▶ [READING TEXT]:
****************************************

Canadian secondary school

Central Toronto Academy (CTA); formerly Central Commerce Collegiate Institute and originally High School of Commerce and Finance is a public, semestered secondary school in Toronto, Ontario, Canada. Located in the Palmerston-Little Italy neighbourhood, it is operated by the Toronto District School Board. Before 1998, the school was part of the former Toronto Board of Education.

The school was founded in 1911 as an offshoot of the Central Technical School. The eight commercial classes which had been taking place in Central Tech were first moved to King Edward Public School and then to Clinton Street Public School. In 1916, the classes were moved into a permanent home when the Collegiate Gothic Central High School of Commerce building opened as a school of business and commerce on Shaw Street. Over the years it has developed into a composite school that offers a broad range of programs, complemented by a full range of core academic subjects, computer classes, music, art, drama, and health and physical education. Courses are offered at the university, university/college and college levels for grade 12 students. Central Commerce Collegiate was renamed to Central Toronto Academy in September 2014.

==Sports==

CTA is well known for its senior boys' basketball team which won the 2008 TBSSAA City Championship for "AAA" OFSAA. The team also received the bronze medal in the "AAA" OFSAA tournament. CTA is also well known for their REACH basketball program. More recently the senior boys' basketball team had won the gold medal in the 2017 "A" OFSAA tournament.

==Focus==
In September 2014, Central Commerce Collegiate Institute was renamed Central Toronto Academy because of the change in the school's ethos, from a school focusing on business and commerce to one whose focus is on arts, academics, and athletics. The school also offers Advanced Placement courses.

The school was awarded a contract with the Ontario Power Authority in 2013 for a solar panel rooftop installation, solidifying the schools' environmentally conscious reputation and offering perspectives in renewable energies for students.

****************************************

Saved entries
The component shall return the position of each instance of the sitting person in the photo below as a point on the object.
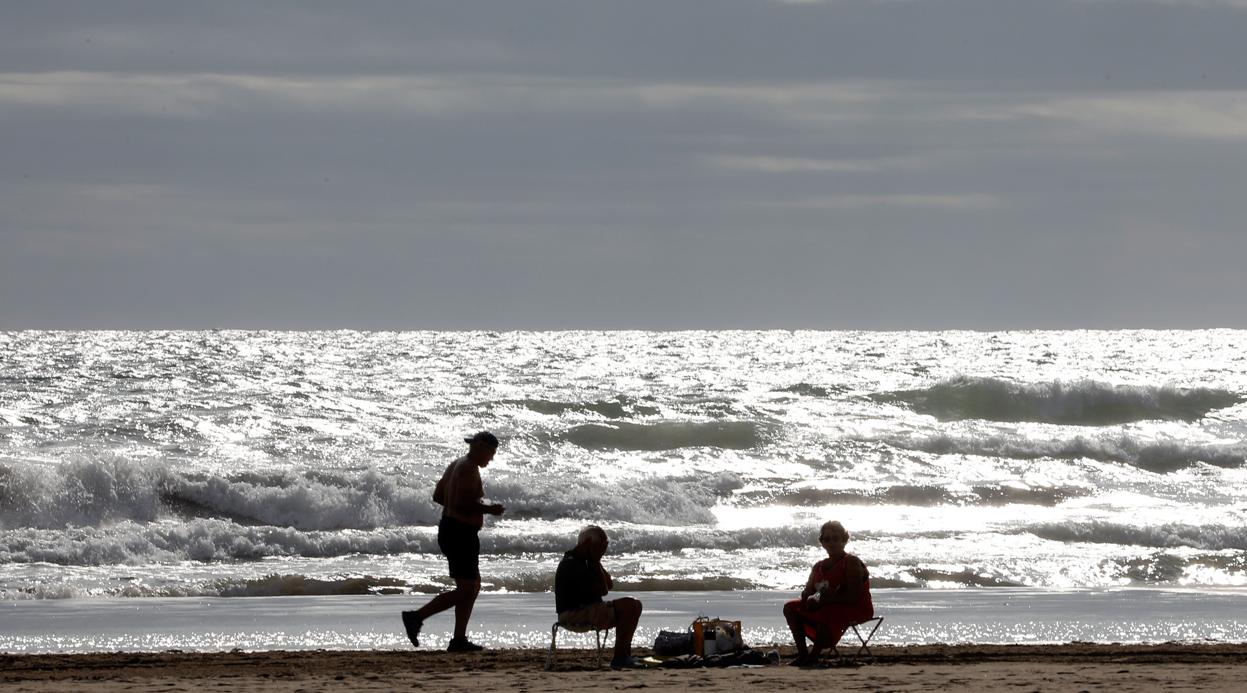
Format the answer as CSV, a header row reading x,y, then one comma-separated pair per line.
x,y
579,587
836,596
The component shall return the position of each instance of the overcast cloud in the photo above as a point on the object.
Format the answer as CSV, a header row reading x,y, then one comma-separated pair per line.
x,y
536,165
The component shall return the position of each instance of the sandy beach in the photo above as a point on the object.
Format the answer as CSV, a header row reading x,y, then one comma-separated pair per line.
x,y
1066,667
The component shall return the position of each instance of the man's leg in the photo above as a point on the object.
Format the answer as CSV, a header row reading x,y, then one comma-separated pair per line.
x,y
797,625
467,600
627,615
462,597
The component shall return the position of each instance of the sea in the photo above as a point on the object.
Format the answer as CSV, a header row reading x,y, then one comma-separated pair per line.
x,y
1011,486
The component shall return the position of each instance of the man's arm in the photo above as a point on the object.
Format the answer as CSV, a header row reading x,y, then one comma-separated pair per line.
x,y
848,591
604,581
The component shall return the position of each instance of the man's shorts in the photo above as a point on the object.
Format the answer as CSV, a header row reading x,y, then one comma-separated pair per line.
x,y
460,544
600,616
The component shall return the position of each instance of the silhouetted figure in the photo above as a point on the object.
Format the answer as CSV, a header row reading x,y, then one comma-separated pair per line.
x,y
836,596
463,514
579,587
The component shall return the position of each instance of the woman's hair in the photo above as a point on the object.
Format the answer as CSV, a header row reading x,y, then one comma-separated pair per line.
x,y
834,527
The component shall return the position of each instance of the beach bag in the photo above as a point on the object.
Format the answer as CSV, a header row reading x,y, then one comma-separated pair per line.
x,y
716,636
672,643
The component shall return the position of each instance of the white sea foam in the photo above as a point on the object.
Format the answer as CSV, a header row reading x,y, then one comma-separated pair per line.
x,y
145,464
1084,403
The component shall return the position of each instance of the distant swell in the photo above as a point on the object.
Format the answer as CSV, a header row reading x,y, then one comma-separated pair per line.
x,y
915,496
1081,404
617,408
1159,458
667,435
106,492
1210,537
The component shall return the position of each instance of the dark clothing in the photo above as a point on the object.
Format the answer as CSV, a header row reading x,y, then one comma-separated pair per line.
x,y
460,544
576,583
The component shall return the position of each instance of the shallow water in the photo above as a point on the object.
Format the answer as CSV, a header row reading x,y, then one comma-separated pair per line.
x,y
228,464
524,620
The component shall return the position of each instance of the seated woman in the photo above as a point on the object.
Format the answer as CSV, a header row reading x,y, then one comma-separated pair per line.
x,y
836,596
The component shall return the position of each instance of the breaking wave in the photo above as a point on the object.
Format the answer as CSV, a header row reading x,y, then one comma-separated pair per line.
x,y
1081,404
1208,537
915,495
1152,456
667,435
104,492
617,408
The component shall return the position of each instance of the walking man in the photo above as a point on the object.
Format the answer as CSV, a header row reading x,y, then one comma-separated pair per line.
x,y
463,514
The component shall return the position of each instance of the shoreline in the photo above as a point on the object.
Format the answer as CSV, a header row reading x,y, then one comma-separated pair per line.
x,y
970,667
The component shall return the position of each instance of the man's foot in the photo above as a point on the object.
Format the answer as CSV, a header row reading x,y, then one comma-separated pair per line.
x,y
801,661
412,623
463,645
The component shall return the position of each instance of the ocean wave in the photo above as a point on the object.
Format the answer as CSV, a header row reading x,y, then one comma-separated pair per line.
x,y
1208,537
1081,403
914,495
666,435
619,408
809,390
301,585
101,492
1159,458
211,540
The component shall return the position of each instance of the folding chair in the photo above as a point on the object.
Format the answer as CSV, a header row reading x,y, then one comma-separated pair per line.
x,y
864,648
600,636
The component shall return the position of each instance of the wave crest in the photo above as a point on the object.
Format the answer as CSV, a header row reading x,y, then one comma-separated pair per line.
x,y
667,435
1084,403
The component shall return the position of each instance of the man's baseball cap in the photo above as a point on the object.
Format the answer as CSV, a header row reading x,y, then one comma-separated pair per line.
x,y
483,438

****************************************

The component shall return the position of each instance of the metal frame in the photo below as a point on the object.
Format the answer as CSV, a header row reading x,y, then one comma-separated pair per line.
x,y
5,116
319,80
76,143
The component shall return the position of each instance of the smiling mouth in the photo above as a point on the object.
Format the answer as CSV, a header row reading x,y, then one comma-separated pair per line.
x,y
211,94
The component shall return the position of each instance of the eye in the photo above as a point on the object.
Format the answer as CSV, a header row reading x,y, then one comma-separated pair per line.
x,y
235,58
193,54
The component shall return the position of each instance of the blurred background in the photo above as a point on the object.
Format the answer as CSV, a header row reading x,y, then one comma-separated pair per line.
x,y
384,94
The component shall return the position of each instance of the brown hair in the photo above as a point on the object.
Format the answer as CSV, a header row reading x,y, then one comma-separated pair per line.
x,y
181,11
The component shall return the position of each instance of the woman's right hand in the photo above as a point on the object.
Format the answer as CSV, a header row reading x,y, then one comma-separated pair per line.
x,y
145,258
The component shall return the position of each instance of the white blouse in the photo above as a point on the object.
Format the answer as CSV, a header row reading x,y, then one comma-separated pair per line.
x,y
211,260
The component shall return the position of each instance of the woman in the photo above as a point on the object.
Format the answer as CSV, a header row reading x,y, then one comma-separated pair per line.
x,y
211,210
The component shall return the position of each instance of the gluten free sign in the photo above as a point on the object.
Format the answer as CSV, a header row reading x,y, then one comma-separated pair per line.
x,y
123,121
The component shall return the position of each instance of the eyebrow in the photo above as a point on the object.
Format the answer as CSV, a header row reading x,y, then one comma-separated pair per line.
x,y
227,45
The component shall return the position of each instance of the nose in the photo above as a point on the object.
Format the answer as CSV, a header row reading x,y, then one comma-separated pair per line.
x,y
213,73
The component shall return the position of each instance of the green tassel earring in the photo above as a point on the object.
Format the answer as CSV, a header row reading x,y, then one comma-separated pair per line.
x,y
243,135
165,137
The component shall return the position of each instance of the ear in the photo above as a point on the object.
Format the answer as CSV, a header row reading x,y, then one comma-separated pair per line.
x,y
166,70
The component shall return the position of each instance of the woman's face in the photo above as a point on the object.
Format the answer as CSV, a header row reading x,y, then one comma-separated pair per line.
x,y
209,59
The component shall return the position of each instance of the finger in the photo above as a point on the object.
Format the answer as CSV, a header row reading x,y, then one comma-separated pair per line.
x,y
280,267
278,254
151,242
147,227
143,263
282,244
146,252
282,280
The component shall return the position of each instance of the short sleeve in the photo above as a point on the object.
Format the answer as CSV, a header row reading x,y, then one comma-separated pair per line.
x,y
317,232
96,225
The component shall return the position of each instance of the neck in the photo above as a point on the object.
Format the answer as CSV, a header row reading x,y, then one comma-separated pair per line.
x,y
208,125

****************************************

▶ [EXERCISE PROMPT]:
According to the school history text, in what year did the senior boys' basketball team win the gold medal in the "A" OFSAA tournament?

▶ [SOLUTION FOR THIS TASK]:
2017